TASK REQUIREMENTS: Reproduce the following records exactly from the line containing "Reviewer check: make sure each instance of the floral" onward, ending with the last line and including it.

WORKING DATA:
• • •

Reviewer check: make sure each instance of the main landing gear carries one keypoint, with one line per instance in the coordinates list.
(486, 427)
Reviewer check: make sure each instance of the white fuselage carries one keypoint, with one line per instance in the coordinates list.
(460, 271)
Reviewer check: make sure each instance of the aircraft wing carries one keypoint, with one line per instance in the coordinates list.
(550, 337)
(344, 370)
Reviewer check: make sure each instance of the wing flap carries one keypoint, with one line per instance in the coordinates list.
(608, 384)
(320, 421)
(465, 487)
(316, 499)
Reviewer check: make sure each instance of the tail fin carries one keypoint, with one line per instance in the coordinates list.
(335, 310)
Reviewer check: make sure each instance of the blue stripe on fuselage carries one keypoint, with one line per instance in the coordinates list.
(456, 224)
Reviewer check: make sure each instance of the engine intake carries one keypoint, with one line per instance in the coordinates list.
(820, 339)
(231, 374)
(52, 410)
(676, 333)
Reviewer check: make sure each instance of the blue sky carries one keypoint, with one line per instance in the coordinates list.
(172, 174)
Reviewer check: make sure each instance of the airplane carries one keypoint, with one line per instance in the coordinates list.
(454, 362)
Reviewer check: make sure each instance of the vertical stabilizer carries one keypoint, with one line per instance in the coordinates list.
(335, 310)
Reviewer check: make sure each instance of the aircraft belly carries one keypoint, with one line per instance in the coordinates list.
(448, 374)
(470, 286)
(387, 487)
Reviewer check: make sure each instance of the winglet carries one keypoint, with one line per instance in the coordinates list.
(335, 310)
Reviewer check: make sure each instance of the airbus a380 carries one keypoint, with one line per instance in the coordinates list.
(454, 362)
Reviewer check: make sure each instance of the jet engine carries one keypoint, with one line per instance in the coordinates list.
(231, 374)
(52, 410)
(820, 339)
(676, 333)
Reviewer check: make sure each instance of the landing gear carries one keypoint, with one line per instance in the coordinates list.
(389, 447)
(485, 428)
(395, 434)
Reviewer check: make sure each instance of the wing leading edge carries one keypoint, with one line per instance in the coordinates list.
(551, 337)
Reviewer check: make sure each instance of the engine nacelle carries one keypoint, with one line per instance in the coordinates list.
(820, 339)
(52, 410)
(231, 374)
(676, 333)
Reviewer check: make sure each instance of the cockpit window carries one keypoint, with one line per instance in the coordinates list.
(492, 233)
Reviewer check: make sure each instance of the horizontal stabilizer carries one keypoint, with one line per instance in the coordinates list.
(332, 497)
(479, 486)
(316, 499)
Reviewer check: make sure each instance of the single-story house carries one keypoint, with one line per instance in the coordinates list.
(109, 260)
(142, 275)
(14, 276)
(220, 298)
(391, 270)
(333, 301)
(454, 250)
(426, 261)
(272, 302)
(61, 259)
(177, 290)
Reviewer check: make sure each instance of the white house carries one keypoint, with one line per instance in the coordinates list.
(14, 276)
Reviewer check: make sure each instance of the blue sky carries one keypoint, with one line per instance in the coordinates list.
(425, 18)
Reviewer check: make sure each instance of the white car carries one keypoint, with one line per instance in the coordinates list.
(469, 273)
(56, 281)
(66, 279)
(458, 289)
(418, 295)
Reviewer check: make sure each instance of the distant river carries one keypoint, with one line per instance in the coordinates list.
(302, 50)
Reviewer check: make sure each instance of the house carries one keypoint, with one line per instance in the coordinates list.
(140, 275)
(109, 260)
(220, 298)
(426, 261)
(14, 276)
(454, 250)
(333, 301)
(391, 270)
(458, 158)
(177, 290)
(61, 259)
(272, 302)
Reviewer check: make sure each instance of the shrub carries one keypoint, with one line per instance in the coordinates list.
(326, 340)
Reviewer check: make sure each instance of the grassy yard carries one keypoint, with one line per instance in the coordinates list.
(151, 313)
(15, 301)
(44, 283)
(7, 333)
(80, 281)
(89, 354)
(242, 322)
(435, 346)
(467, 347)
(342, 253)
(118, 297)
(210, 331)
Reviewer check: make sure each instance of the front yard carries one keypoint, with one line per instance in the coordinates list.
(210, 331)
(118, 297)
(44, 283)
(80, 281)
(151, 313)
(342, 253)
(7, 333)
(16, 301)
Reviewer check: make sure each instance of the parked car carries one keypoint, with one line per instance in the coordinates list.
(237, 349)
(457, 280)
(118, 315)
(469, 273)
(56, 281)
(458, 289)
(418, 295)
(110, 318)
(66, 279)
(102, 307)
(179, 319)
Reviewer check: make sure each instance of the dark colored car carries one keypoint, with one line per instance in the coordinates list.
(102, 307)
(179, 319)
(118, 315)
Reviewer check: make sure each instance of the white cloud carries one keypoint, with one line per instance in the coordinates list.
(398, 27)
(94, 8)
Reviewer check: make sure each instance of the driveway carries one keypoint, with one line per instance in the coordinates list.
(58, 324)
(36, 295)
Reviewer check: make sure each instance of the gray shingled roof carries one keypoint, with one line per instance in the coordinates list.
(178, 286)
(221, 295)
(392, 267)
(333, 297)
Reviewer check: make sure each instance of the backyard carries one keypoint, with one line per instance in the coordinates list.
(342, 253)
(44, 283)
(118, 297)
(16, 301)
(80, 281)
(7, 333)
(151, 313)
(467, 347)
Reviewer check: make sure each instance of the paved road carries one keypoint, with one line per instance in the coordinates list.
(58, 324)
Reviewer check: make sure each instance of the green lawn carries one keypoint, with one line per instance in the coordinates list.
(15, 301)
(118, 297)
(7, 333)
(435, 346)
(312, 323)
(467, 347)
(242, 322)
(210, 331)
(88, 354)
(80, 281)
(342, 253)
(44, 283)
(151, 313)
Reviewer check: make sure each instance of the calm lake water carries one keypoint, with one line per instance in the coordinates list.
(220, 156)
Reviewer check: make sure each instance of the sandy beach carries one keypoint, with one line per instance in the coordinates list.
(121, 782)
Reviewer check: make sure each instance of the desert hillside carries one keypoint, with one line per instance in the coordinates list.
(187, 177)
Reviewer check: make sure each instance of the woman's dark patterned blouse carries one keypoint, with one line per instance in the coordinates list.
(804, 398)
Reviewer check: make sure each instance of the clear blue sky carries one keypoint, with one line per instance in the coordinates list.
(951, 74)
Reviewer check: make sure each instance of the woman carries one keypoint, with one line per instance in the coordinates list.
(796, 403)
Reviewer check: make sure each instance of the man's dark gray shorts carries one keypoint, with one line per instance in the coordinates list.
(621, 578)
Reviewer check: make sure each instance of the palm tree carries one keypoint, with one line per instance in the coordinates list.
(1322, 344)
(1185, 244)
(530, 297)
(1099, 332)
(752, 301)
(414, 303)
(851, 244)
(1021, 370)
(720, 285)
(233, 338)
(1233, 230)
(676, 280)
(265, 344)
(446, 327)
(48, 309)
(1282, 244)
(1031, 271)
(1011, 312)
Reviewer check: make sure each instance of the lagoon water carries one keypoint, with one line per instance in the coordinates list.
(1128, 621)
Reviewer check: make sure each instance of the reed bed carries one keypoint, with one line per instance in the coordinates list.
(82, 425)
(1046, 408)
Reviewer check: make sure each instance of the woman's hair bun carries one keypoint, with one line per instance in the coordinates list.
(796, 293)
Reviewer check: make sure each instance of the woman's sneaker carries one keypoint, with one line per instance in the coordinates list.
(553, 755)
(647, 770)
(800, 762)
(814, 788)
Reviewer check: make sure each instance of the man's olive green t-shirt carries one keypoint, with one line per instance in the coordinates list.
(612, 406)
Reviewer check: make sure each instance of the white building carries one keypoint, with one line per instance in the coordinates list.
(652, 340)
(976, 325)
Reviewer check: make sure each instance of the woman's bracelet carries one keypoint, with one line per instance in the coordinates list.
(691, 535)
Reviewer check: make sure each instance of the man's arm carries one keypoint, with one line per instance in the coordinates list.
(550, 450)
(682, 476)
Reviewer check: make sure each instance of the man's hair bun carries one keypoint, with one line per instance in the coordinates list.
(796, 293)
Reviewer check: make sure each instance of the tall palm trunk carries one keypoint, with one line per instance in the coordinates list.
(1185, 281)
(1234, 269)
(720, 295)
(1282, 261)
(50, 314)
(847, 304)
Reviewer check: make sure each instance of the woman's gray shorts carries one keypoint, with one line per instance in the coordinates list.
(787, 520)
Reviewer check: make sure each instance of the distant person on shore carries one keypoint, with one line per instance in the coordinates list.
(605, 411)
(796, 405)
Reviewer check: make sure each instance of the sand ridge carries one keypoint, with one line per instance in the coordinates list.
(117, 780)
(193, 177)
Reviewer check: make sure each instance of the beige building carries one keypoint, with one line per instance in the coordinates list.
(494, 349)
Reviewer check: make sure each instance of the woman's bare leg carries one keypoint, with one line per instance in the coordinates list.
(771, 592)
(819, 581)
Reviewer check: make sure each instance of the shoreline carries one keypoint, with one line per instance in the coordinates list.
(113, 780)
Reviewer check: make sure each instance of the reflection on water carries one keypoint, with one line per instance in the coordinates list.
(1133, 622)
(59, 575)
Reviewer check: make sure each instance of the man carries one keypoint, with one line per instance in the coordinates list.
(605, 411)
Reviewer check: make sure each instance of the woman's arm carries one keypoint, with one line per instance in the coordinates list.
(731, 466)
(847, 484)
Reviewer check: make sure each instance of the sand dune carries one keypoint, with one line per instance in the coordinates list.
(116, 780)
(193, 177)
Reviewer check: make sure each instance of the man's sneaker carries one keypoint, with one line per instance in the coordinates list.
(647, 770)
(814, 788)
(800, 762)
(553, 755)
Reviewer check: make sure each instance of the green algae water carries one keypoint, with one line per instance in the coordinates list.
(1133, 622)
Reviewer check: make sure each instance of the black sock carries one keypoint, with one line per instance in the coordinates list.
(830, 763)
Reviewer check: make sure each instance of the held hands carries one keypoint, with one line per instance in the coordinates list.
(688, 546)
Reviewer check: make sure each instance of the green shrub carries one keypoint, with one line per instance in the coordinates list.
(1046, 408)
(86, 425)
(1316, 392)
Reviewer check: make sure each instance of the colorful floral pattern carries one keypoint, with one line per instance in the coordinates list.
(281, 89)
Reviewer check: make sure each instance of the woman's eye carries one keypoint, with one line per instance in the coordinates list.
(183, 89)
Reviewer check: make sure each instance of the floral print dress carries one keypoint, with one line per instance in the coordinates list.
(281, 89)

• • •

RESPONSE AREA:
Reviewer check: make sure each instance of the floral print dress carries one keypoint, with one line per instance in the coordinates list.
(281, 89)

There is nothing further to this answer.